Please format the lines below as a JSON list of strings, with one string per line and no blank lines. Leave the pictures out.

(Records from a point labeling set)

....

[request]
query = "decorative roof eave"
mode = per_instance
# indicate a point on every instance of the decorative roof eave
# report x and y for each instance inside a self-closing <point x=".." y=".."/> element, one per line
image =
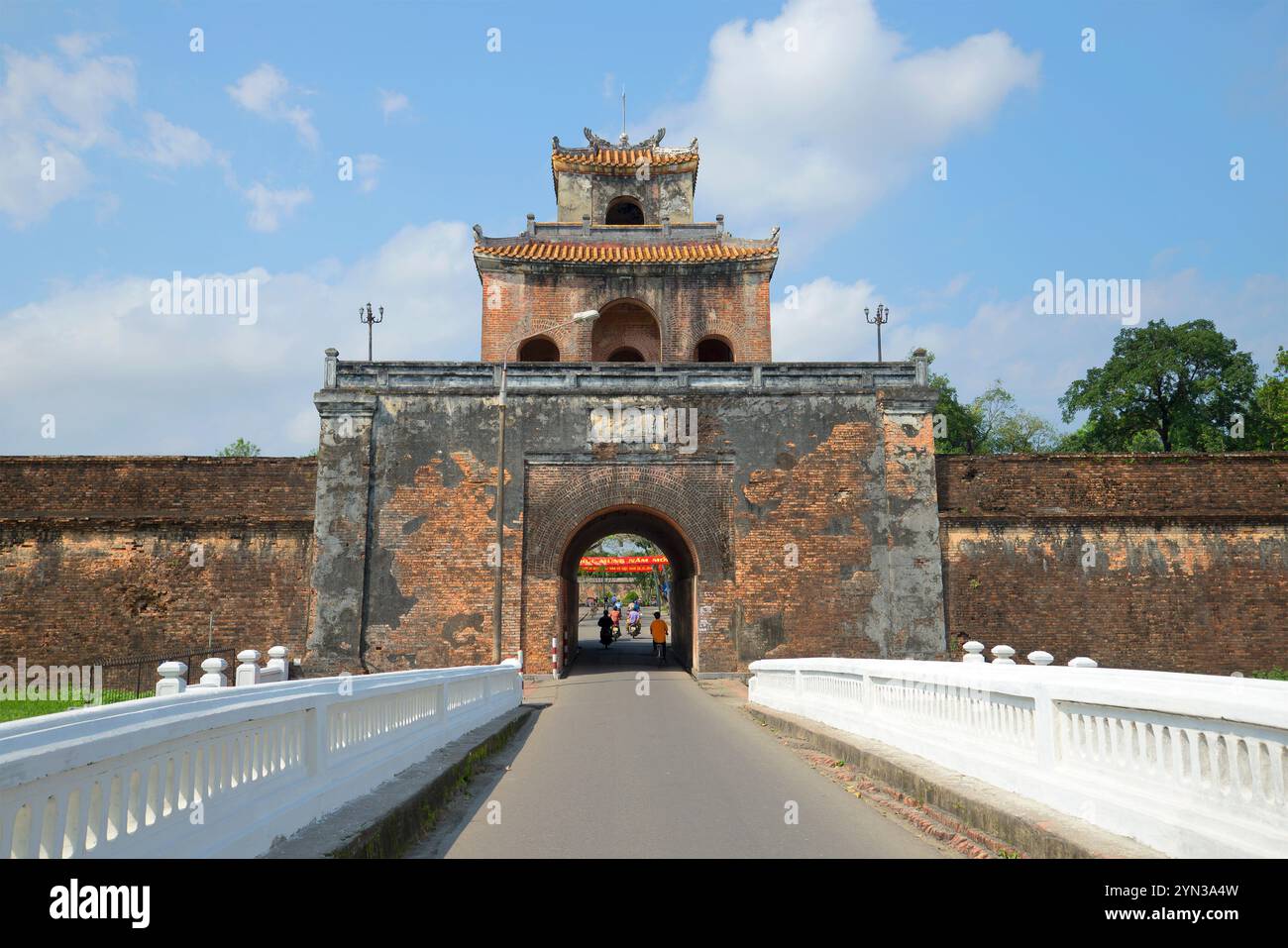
<point x="601" y="253"/>
<point x="623" y="158"/>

....

Full output:
[
  "[request]",
  "query = \"decorative roof eave\"",
  "mode = per_instance",
  "# indicate a point on every instance of the decorative roof eave",
  "# report x and y for each instance inside a self-closing <point x=\"..\" y=\"..\"/> element, one per line",
  "image =",
  "<point x=\"601\" y=\"253\"/>",
  "<point x=\"623\" y=\"158\"/>"
]